● Task goal: What the task requires is each entry, restated exactly.

Stored entries:

══════════════════════════════

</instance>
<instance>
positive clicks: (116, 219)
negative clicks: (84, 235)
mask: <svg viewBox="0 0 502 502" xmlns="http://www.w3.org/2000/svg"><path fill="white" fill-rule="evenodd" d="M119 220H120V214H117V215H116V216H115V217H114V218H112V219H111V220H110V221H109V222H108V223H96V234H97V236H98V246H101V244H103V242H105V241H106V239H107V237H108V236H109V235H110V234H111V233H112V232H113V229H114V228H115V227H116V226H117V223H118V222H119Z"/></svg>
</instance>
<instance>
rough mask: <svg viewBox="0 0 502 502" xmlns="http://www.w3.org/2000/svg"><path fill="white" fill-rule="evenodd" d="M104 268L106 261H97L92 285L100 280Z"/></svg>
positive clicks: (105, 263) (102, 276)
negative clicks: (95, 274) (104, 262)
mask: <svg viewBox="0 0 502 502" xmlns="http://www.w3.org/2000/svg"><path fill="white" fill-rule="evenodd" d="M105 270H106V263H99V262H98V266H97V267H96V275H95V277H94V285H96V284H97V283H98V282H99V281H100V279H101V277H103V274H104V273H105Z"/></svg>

══════════════════════════════

● Result of the task:
</instance>
<instance>
positive clicks: (116, 219)
negative clicks: (84, 235)
mask: <svg viewBox="0 0 502 502" xmlns="http://www.w3.org/2000/svg"><path fill="white" fill-rule="evenodd" d="M119 220H120V214H117V215H116V216H115V217H114V218H112V219H111V220H110V221H109V222H108V223H96V234H97V236H98V246H101V244H103V242H105V241H106V239H107V237H108V236H109V235H110V234H111V233H112V232H113V229H114V228H115V227H116V226H117V223H118V222H119Z"/></svg>
</instance>
<instance>
rough mask: <svg viewBox="0 0 502 502" xmlns="http://www.w3.org/2000/svg"><path fill="white" fill-rule="evenodd" d="M104 268L106 261H97L92 285L100 280Z"/></svg>
positive clicks: (105, 263) (102, 276)
negative clicks: (95, 274) (104, 262)
mask: <svg viewBox="0 0 502 502" xmlns="http://www.w3.org/2000/svg"><path fill="white" fill-rule="evenodd" d="M105 270H106V263H99V262H98V266H97V267H96V275H95V277H94V285H96V284H97V283H98V282H99V281H100V279H101V277H103V274H104V273H105Z"/></svg>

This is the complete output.